=== TEXT EXCERPT ===

Philosophy
Agile software development ideas are now rapidly becoming the mainstream way that software projects are run. This is a good thing, but it does have a dark side: the tendency to water down the agile ideas— to claim that whatever a programming team is already doing is agile.
Coaching versus Outsourcing
Consulting can be done as an expert providing a service, or as a teacher who shows the client how to do the service for themselves. For example, if a large business wants to survey attitudes of employees, they would hire a consultant to design and conduct a survey. This is an example of the outsource model of consulting: the client has no intention of learning how to design or conduct surveys.
At the opposite end of the scale, a heart surgeon might bring a specialist into his or her practice temporarily as a consultant to learn how to surgically implant a newly developed artificial heart valve. In that situation, the client expects to learn all that the consultant can teach and then have no more need of the consultant.
One-hundred-percent knowledge transfer is the goal of Lean-Agile Partners when working with clients. We use the coaching model, not the outsourcing model, because Lean and Agile ideas are just too important for any business to leave to someone else. To be successful, they must be correctly understood and honestly driven by those at the highest levels of management.
Don't Delegate "Agile" to Others
By "delegating Agile to others" we are referring to the notion that a Vice President or CEO may have which goes like this: "I'll hire XYZ Consultancy to manage our software projects using Lean-Agile. That's a bunch of specialised techniques that I don't have the time to learn. After all, I wouldn't do surgery on myself either."
The problem with this view is that unless you are directly exercising Lean-Agile practices, you are almost certainly using concepts and management techniques that are the opposite, and you'll undermine the Lean-Agile programme that you initiated.
Lean-Agile ideas are not some arcane sub-specialty that a CEO should leave to others. They directly address the most fundamental element of any software-intensive business: How do we identify what is valuable to our customers, and how do we deliver maximum value to them as quickly as possible?
Management does have to make an effort to learn agile techniques; foundations must be put into place. You also must make it possible for software teams to test their code as they create it.
"I was so fed up with the way software is built at every company I've worked in that I was looking to move out of software development. Agile solves all that and makes coding fun again!"
― Software developer after first iteration on a pilot Agile team.

=== DATASET ===

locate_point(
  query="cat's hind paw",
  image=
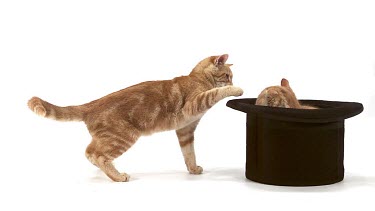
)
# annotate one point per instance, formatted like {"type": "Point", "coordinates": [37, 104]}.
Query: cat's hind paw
{"type": "Point", "coordinates": [196, 170]}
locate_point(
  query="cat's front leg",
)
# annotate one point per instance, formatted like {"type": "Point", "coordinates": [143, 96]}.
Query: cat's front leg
{"type": "Point", "coordinates": [204, 101]}
{"type": "Point", "coordinates": [228, 91]}
{"type": "Point", "coordinates": [186, 139]}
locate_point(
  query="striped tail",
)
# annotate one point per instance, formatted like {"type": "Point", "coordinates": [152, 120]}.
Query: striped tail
{"type": "Point", "coordinates": [48, 110]}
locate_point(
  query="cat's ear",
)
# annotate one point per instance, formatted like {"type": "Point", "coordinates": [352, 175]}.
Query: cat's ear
{"type": "Point", "coordinates": [284, 82]}
{"type": "Point", "coordinates": [220, 60]}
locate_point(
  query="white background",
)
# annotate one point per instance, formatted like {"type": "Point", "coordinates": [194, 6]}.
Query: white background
{"type": "Point", "coordinates": [72, 52]}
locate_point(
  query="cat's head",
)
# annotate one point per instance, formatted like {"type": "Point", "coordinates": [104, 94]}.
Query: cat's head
{"type": "Point", "coordinates": [215, 69]}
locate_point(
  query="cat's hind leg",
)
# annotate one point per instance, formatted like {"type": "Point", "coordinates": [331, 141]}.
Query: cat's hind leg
{"type": "Point", "coordinates": [104, 149]}
{"type": "Point", "coordinates": [186, 139]}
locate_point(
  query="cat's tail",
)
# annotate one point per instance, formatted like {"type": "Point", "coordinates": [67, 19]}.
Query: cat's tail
{"type": "Point", "coordinates": [48, 110]}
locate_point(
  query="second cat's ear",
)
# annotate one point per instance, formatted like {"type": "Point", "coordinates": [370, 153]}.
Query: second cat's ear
{"type": "Point", "coordinates": [220, 60]}
{"type": "Point", "coordinates": [284, 82]}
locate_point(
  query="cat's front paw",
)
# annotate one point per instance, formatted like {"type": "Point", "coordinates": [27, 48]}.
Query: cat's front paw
{"type": "Point", "coordinates": [195, 170]}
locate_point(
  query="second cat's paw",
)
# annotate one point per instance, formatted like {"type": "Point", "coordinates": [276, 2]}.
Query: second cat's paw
{"type": "Point", "coordinates": [236, 91]}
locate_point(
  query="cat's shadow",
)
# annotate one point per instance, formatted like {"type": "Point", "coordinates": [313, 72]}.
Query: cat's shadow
{"type": "Point", "coordinates": [237, 175]}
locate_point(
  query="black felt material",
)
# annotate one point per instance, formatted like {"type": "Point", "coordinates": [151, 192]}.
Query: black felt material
{"type": "Point", "coordinates": [295, 147]}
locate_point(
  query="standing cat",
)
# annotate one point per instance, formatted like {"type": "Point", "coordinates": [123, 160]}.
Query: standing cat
{"type": "Point", "coordinates": [117, 120]}
{"type": "Point", "coordinates": [280, 96]}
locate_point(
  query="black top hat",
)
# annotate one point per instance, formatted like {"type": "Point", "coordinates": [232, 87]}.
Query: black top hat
{"type": "Point", "coordinates": [295, 147]}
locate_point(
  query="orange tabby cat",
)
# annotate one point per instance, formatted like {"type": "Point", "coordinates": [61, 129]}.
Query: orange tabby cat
{"type": "Point", "coordinates": [117, 120]}
{"type": "Point", "coordinates": [280, 96]}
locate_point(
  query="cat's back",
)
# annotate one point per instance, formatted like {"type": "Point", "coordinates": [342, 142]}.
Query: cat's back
{"type": "Point", "coordinates": [144, 105]}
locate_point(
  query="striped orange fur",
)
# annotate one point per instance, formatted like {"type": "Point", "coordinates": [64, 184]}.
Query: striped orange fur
{"type": "Point", "coordinates": [280, 96]}
{"type": "Point", "coordinates": [117, 120]}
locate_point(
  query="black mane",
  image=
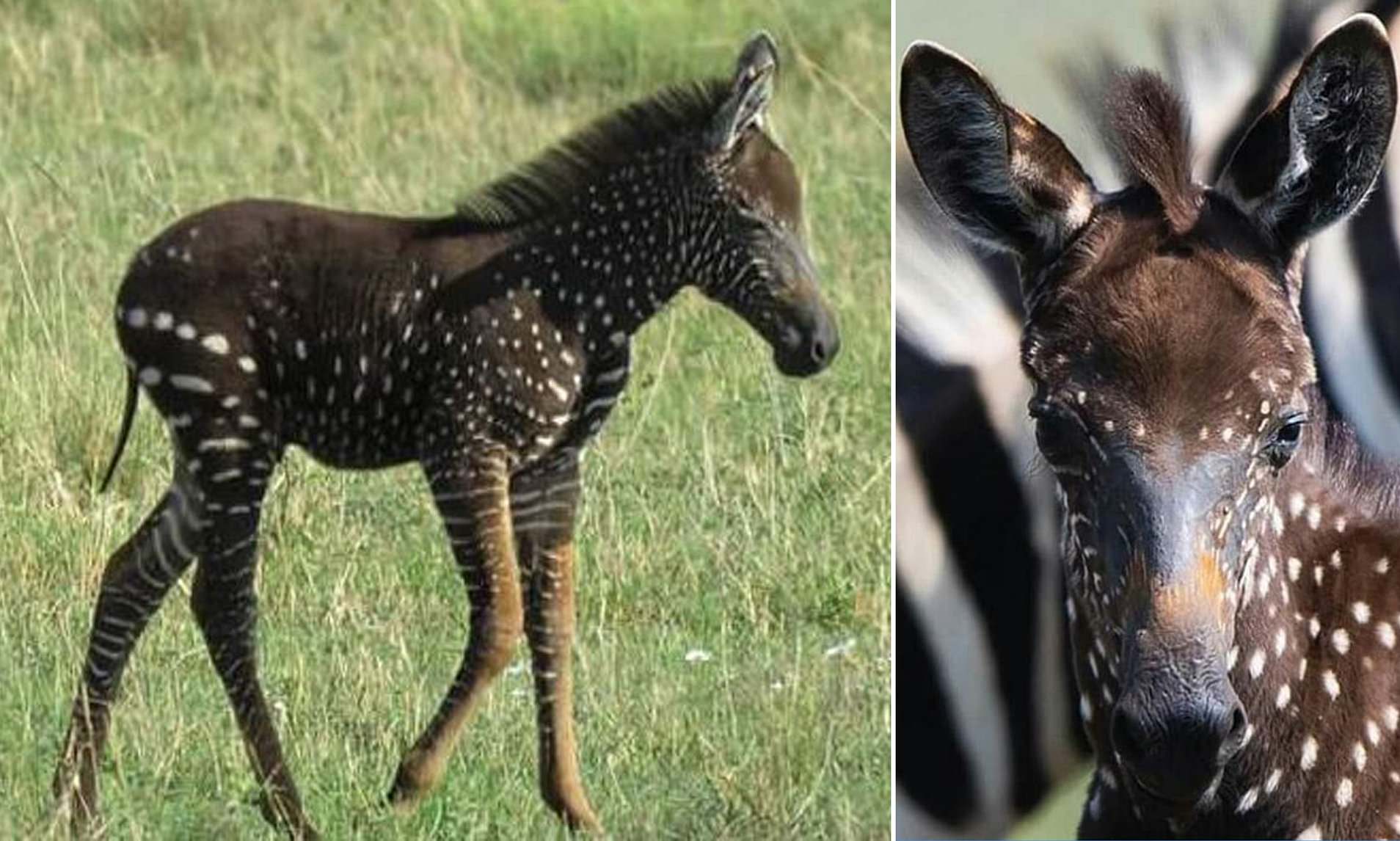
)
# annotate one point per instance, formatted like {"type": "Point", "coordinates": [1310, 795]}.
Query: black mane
{"type": "Point", "coordinates": [544, 183]}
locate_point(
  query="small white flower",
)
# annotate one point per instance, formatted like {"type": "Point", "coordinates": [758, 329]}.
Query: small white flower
{"type": "Point", "coordinates": [842, 648]}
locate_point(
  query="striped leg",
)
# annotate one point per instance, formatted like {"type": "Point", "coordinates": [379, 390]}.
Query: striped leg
{"type": "Point", "coordinates": [472, 498]}
{"type": "Point", "coordinates": [226, 606]}
{"type": "Point", "coordinates": [544, 507]}
{"type": "Point", "coordinates": [135, 581]}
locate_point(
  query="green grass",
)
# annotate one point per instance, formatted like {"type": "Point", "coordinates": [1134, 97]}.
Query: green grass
{"type": "Point", "coordinates": [727, 509]}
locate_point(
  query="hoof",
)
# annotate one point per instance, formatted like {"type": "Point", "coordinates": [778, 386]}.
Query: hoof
{"type": "Point", "coordinates": [406, 793]}
{"type": "Point", "coordinates": [296, 826]}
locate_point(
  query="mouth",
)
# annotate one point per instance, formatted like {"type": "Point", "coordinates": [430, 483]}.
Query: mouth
{"type": "Point", "coordinates": [1176, 811]}
{"type": "Point", "coordinates": [800, 364]}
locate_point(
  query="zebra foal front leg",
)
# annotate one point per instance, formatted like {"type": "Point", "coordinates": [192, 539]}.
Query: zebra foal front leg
{"type": "Point", "coordinates": [472, 497]}
{"type": "Point", "coordinates": [135, 583]}
{"type": "Point", "coordinates": [544, 506]}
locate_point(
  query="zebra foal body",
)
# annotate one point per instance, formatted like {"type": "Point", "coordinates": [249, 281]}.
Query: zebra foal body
{"type": "Point", "coordinates": [487, 346]}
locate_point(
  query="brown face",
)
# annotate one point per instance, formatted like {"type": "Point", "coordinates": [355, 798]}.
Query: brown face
{"type": "Point", "coordinates": [1170, 379]}
{"type": "Point", "coordinates": [775, 279]}
{"type": "Point", "coordinates": [1171, 370]}
{"type": "Point", "coordinates": [765, 272]}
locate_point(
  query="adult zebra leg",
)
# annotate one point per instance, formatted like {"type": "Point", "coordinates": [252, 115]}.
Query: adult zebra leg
{"type": "Point", "coordinates": [544, 506]}
{"type": "Point", "coordinates": [226, 606]}
{"type": "Point", "coordinates": [472, 497]}
{"type": "Point", "coordinates": [135, 581]}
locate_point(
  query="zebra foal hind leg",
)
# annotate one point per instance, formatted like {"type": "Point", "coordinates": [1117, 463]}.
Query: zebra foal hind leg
{"type": "Point", "coordinates": [135, 581]}
{"type": "Point", "coordinates": [472, 497]}
{"type": "Point", "coordinates": [226, 606]}
{"type": "Point", "coordinates": [544, 506]}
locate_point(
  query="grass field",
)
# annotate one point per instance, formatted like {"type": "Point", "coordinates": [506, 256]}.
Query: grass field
{"type": "Point", "coordinates": [727, 509]}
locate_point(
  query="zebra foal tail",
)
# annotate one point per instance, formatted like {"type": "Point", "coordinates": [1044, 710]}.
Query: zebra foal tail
{"type": "Point", "coordinates": [128, 413]}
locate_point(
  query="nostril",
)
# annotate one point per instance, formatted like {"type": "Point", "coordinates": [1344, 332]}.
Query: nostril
{"type": "Point", "coordinates": [1235, 739]}
{"type": "Point", "coordinates": [1127, 738]}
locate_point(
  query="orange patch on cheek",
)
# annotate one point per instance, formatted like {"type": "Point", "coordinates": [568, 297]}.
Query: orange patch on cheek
{"type": "Point", "coordinates": [1196, 595]}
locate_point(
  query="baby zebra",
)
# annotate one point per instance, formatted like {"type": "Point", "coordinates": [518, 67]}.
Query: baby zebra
{"type": "Point", "coordinates": [487, 346]}
{"type": "Point", "coordinates": [1228, 543]}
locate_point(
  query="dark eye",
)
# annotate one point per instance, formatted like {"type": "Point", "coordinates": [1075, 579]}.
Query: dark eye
{"type": "Point", "coordinates": [1056, 433]}
{"type": "Point", "coordinates": [1283, 444]}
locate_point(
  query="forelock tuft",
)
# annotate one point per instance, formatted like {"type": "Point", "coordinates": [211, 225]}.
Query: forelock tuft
{"type": "Point", "coordinates": [1150, 134]}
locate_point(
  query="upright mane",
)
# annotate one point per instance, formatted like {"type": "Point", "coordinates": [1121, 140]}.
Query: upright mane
{"type": "Point", "coordinates": [544, 183]}
{"type": "Point", "coordinates": [1148, 131]}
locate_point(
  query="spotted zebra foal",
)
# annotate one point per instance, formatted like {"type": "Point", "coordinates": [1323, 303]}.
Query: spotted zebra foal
{"type": "Point", "coordinates": [487, 346]}
{"type": "Point", "coordinates": [1232, 553]}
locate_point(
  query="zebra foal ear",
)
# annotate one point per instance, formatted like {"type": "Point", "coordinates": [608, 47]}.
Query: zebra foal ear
{"type": "Point", "coordinates": [749, 94]}
{"type": "Point", "coordinates": [1312, 159]}
{"type": "Point", "coordinates": [1000, 175]}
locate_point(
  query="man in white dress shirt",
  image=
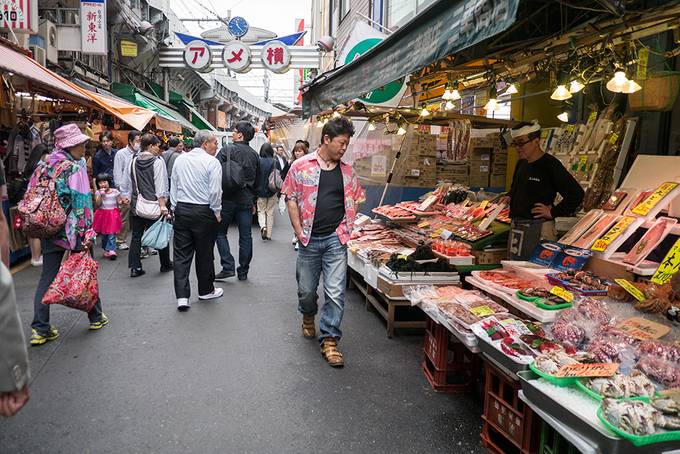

===

— THINGS TO DO —
**1)** In the text on agile philosophy, what is the goal of Lean-Agile Partners when working with clients?
**2)** Write out the part of the text on agile philosophy that begins at the words "One-hundred-percent knowledge transfer" and ends after "levels of management.".
The records have nothing to do with the text on agile philosophy.

— EXPECTED RESULTS —
**1)** One-hundred-percent knowledge transfer.

**2)**
One-hundred-percent knowledge transfer is the goal of Lean-Agile Partners when working with clients. We use the coaching model, not the outsourcing model, because Lean and Agile ideas are just too important for any business to leave to someone else. To be successful, they must be correctly understood and honestly driven by those at the highest levels of management.